### DATA TO PROCESS

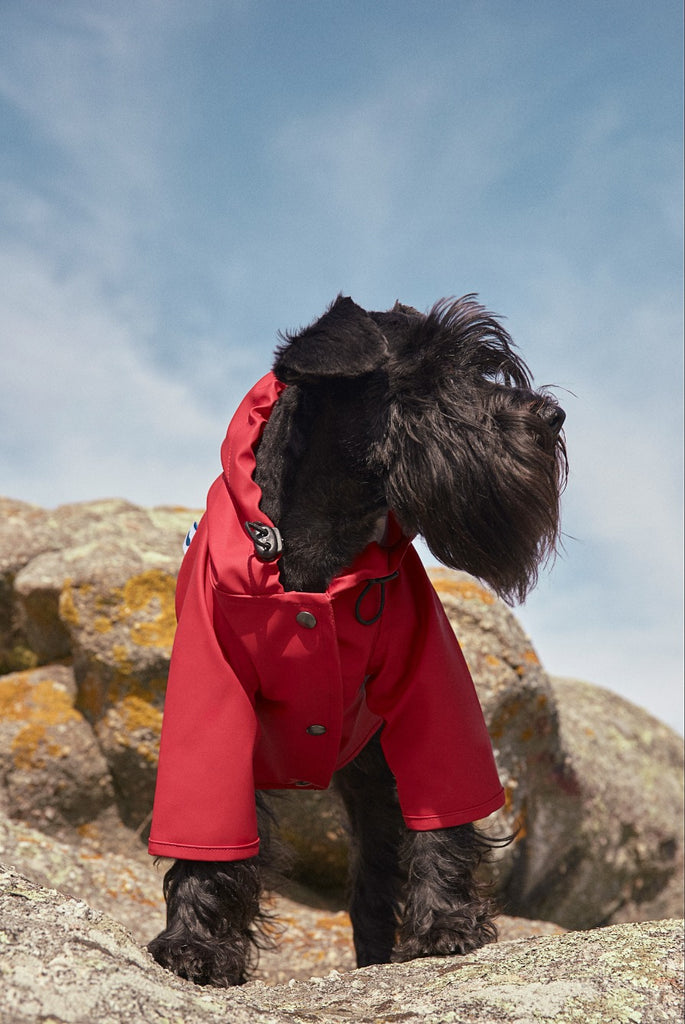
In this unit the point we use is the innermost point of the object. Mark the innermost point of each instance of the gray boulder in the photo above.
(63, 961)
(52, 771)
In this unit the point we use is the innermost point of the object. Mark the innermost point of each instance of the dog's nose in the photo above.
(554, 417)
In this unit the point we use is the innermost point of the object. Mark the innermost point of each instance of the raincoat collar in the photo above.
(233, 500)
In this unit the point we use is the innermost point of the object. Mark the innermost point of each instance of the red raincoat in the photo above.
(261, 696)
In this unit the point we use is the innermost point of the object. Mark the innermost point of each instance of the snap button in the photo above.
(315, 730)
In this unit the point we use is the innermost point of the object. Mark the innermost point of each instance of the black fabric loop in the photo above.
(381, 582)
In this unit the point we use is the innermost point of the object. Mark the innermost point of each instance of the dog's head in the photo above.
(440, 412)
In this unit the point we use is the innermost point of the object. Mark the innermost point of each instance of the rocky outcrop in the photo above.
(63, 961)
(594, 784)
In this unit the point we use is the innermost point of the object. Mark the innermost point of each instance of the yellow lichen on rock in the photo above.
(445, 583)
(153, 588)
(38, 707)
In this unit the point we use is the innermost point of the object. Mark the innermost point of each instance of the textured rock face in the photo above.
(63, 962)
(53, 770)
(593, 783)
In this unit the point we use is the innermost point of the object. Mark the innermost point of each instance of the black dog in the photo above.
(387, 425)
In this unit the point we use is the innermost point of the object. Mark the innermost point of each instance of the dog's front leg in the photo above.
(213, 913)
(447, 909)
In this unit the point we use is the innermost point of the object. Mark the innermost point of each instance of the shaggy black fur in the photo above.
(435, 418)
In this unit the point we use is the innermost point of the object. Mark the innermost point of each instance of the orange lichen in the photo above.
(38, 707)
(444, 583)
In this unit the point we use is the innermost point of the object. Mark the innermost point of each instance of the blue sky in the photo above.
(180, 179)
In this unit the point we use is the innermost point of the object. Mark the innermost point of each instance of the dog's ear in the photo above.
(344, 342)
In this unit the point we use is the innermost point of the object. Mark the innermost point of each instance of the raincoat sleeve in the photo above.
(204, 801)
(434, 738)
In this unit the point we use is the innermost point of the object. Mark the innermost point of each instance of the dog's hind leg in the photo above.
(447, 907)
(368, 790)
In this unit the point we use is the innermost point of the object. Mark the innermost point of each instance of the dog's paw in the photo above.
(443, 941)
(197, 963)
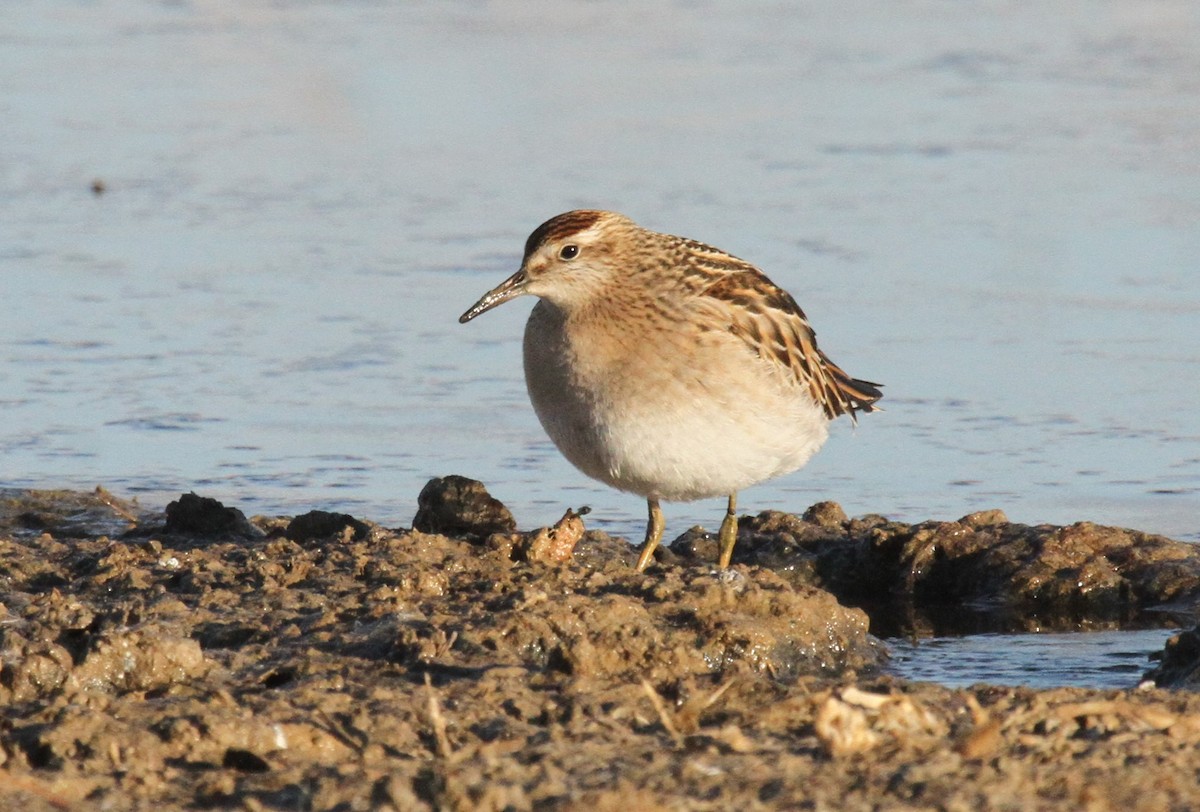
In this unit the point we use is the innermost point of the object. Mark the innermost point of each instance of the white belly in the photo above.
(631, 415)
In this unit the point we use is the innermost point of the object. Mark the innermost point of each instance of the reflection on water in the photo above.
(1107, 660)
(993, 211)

######
### DATA TO PROCESS

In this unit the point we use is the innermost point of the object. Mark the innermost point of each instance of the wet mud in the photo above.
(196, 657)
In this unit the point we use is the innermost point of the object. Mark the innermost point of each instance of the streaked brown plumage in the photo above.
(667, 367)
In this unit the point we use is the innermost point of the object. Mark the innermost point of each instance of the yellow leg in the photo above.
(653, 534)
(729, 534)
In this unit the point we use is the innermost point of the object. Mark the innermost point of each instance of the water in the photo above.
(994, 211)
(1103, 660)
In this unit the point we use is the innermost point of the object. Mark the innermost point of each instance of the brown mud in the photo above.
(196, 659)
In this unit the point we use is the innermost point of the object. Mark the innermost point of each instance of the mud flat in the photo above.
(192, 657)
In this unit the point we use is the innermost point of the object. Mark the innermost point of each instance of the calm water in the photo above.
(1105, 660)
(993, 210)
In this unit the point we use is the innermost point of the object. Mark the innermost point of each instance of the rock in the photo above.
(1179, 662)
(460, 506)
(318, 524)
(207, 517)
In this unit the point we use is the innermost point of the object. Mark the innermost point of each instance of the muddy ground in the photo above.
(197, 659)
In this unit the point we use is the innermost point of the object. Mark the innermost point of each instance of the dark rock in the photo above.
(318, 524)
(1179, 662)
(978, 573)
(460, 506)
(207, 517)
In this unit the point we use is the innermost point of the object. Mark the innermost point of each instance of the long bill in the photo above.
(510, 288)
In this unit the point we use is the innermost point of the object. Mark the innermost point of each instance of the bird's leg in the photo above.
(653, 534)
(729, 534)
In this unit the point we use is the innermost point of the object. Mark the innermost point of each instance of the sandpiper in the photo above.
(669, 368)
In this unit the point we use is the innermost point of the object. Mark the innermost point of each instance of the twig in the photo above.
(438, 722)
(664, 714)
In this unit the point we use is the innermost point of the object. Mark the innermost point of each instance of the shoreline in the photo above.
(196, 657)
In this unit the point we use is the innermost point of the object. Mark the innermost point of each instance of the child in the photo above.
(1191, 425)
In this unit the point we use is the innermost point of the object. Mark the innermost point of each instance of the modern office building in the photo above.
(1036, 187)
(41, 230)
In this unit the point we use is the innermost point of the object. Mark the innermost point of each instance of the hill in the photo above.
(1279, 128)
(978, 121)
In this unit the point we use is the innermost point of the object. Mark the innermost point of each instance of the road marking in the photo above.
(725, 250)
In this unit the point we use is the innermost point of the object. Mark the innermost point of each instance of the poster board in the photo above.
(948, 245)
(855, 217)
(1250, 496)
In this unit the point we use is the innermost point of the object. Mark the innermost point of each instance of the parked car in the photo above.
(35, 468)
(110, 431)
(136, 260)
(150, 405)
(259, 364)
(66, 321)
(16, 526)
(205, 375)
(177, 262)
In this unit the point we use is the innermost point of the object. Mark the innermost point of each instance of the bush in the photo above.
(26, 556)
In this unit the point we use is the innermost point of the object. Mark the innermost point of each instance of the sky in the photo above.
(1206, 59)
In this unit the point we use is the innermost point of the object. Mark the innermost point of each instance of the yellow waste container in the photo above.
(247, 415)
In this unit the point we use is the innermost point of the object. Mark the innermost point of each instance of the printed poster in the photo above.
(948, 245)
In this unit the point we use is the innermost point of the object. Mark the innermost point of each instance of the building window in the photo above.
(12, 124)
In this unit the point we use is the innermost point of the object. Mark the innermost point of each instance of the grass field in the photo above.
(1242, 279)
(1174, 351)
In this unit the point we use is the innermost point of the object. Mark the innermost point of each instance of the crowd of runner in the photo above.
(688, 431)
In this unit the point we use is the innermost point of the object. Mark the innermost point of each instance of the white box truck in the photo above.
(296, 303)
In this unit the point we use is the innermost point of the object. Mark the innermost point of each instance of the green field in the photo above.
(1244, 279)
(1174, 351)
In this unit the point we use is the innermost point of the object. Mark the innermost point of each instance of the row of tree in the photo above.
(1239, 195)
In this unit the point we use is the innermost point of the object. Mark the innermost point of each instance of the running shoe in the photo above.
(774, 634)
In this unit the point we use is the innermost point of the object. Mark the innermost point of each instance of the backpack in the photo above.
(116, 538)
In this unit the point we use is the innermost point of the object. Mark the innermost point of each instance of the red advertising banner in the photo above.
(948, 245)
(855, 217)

######

#### STATED EXERCISE:
Put the lines of the listing above into a JSON list of strings, one string per line and blank lines omitted, starting at the line containing "wet mud in the photo above." and ending at the line containing "(1103, 660)", with both of those lines included.

#### COMPLETED EXERCISE:
[
  "In this unit the point we use is the innermost point of the object. Mark the innermost point of each instance of the wet mud in the photo above.",
  "(196, 657)",
  "In this unit the point we use is the innermost point of the object. Mark the innermost point of each instance of the streaked brown plumage in the photo above.",
  "(667, 367)",
  "In this unit the point we use is the innermost point of the object. Mark the innermost point of each instance of the yellow leg in the photo above.",
  "(653, 534)",
  "(729, 534)",
  "In this unit the point we use is the innermost point of the object. Mark the innermost point of each instance of the water in the photo above.",
  "(994, 211)",
  "(1103, 660)"
]